(Data items)
──────

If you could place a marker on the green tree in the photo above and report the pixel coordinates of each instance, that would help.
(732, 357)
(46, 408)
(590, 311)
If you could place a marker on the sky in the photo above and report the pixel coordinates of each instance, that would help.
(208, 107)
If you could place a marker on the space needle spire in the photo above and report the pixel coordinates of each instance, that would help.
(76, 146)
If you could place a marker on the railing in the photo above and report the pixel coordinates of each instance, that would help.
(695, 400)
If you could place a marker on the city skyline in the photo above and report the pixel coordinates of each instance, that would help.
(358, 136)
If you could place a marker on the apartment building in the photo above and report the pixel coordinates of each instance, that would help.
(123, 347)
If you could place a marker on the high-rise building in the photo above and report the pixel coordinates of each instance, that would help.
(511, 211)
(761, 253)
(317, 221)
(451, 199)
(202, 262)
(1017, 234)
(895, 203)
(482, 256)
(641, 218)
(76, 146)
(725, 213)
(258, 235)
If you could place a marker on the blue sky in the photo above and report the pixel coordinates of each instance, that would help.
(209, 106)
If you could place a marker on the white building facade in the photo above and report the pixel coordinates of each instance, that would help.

──────

Set exercise: Render as a Markdown table, with columns Row and Line, the lines from the one containing "If you could place a marker on the city" through the last line, both ends included. Number each row and leave out blank lines.

Output for this task:
| Row | Line |
|---|---|
| 1 | If you could place a marker on the city skyline in the photo above and report the pixel coordinates of each instance, that would help. |
| 2 | (358, 136) |
| 3 | If you could place a marker on the apartment building in the photo above and report the pixel coordinates of each instance, that would help. |
| 4 | (123, 347) |
| 5 | If you could place a marker on the high-rise building in the photo above and report the pixel coordinates of each instance, that would help. |
| 6 | (511, 211) |
| 7 | (761, 253) |
| 8 | (317, 221) |
| 9 | (451, 199) |
| 10 | (202, 262) |
| 11 | (1017, 234) |
| 12 | (895, 203) |
| 13 | (482, 256) |
| 14 | (641, 218) |
| 15 | (76, 146) |
| 16 | (725, 213) |
| 17 | (258, 235) |
| 18 | If you could place a marker on the blue sky in the photo above and report the pixel coordinates of each instance, that would help. |
| 19 | (209, 106) |
| 20 | If you could place a marker on the white building facade in the photo above and report the pixel coordinates of each instance, that would help. |